§ EXTRACTED DATA
::::

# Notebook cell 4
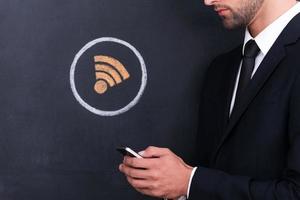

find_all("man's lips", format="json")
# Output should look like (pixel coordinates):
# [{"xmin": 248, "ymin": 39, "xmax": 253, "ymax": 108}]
[{"xmin": 215, "ymin": 8, "xmax": 229, "ymax": 15}]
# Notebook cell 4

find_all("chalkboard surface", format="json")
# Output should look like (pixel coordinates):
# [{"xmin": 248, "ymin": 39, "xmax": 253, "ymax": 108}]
[{"xmin": 0, "ymin": 0, "xmax": 241, "ymax": 200}]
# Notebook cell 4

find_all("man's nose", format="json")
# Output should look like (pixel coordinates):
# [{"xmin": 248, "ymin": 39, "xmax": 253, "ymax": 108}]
[{"xmin": 204, "ymin": 0, "xmax": 216, "ymax": 6}]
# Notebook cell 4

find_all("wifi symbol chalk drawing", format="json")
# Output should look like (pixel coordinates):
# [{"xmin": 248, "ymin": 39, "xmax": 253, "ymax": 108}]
[{"xmin": 94, "ymin": 55, "xmax": 130, "ymax": 94}]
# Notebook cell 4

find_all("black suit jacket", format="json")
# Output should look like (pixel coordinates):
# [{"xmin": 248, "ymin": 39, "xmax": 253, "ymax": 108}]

::::

§ THE TASK
Return every line from the items above that contains the word "format", treating uppercase and lowercase as different.

§ ANSWER BELOW
find_all("man's lips", format="json")
find_all("chalkboard surface", format="json")
find_all("man's nose", format="json")
find_all("wifi symbol chalk drawing", format="json")
find_all("black suit jacket", format="json")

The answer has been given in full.